■ Instructions for the task ■
Reproduce each line exactly, including spacing and punctuation.
........
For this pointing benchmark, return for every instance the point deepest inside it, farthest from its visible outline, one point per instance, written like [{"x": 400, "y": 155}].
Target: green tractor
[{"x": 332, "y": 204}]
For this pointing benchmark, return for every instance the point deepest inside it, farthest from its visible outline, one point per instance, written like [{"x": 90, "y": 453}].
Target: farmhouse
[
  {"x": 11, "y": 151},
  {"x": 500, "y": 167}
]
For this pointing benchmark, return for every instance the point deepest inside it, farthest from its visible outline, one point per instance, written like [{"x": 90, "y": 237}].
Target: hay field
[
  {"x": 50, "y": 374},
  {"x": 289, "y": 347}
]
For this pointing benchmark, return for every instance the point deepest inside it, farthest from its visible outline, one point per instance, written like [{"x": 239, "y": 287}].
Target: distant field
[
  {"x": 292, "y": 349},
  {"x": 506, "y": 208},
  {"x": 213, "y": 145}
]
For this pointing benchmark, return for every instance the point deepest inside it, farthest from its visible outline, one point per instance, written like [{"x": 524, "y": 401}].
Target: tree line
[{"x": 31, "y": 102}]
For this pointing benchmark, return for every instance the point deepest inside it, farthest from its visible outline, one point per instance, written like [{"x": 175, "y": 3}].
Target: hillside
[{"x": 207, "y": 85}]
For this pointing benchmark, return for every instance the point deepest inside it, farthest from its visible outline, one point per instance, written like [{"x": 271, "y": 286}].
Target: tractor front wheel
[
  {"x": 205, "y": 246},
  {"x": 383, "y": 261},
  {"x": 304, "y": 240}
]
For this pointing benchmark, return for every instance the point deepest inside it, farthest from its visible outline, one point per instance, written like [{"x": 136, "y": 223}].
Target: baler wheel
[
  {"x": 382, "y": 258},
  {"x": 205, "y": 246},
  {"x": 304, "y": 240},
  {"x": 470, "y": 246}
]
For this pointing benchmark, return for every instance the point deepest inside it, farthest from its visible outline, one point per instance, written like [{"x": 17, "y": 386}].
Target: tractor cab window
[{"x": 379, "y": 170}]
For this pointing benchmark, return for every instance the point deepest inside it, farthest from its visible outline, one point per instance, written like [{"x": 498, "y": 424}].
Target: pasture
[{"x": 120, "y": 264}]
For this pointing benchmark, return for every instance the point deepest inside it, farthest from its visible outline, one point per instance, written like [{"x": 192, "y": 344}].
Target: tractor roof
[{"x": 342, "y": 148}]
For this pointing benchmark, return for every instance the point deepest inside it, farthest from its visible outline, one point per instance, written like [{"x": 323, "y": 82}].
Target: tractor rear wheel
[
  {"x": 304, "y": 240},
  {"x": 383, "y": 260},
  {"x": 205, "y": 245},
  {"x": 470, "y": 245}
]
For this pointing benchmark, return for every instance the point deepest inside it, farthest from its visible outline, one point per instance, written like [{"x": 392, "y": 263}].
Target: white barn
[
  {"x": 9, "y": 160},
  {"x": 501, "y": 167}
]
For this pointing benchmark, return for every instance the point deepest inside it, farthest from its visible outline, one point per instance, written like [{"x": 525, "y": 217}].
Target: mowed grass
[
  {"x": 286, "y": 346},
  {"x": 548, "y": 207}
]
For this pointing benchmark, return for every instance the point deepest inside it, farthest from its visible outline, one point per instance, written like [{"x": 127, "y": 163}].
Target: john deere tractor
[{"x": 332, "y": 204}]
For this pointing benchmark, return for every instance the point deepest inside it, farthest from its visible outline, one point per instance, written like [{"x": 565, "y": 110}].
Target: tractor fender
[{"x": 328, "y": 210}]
........
■ Output below ■
For this pointing benchmark, return for every instance the point deepest inside it, farthest from its visible outline, one point per instance, written like [{"x": 400, "y": 155}].
Target: green tractor
[{"x": 332, "y": 204}]
For this pointing benchmark, return for every instance the point deepest inside it, farthest from its visible outline, one point per instance, written like [{"x": 90, "y": 453}].
Target: farmhouse
[
  {"x": 11, "y": 151},
  {"x": 500, "y": 167}
]
For this pointing benchmark, return for every instance the point deepest inside it, farthest from its visible outline, one point per instance, written like [{"x": 90, "y": 237}].
Target: hay field
[
  {"x": 50, "y": 374},
  {"x": 289, "y": 347}
]
For this pointing benchmark, return for every instance the point deepest inside it, farthest from its visible outline, one point per instance, written like [{"x": 239, "y": 287}].
Target: distant field
[
  {"x": 292, "y": 349},
  {"x": 506, "y": 208},
  {"x": 213, "y": 145}
]
For this pointing benchmark, return for every instance the point deepest inside it, farthest from its visible outline, one point per instance, written like [{"x": 524, "y": 401}].
Target: tree line
[{"x": 31, "y": 102}]
For this pointing benchmark, return for every instance the point deepest inside it, farthest from its visible outline, one point per instance, written like [{"x": 175, "y": 3}].
Target: hillside
[{"x": 207, "y": 85}]
For this pointing benchmark, return for every instance the point deepest inside it, farthest from its visible outline, one point per instance, written like [{"x": 271, "y": 286}].
Target: tractor front wheel
[
  {"x": 205, "y": 246},
  {"x": 383, "y": 261},
  {"x": 304, "y": 240}
]
For this pointing benchmark, return for every instance the point deepest inside it, farthest from its visible outline, one point per instance, written like [{"x": 136, "y": 223}].
Target: baler wheel
[
  {"x": 382, "y": 258},
  {"x": 205, "y": 246},
  {"x": 304, "y": 240},
  {"x": 470, "y": 246}
]
For this pointing benchmark, return for every instance the point deepest inside it, farthest from its visible outline, one point per instance, written like [{"x": 17, "y": 386}].
Target: tractor cab window
[{"x": 379, "y": 170}]
For this pointing benchmark, return for every instance the point deepest inside it, farthest from its visible outline, one point per instance, written like [{"x": 498, "y": 424}].
Target: pasture
[{"x": 120, "y": 264}]
For this pointing benchmark, return for every instance the point deepest inside it, farthest from its visible outline, one point per instance, written like [{"x": 192, "y": 344}].
Target: tractor roof
[{"x": 342, "y": 148}]
For this pointing benchmark, return for every instance the point deepest inside it, farthest from its visible outline, one point per instance, written like [{"x": 323, "y": 82}].
Target: tractor rear wheel
[
  {"x": 304, "y": 240},
  {"x": 383, "y": 260},
  {"x": 205, "y": 245},
  {"x": 470, "y": 245}
]
For this pointing benchmark, return for every instance the point deepest inside it, farthest from its visible outline, one point per instance, written like [{"x": 392, "y": 263}].
Target: white barn
[
  {"x": 9, "y": 160},
  {"x": 501, "y": 167}
]
For this pointing benchmark, return for every instance the point deepest inside it, farthest from its visible outline, one point per instance, written like [{"x": 525, "y": 217}].
Target: mowed grass
[
  {"x": 286, "y": 346},
  {"x": 548, "y": 207}
]
For this pointing benchmark, return for every instance the point deepest inside it, farthest from its visible outline, one point per instance, written like [{"x": 127, "y": 163}].
Target: john deere tractor
[{"x": 332, "y": 204}]
For this pointing benchmark, return for every instance the point deepest inside it, farthest from its visible outline, one point per instance, written like [{"x": 565, "y": 110}].
Target: tractor fender
[{"x": 328, "y": 210}]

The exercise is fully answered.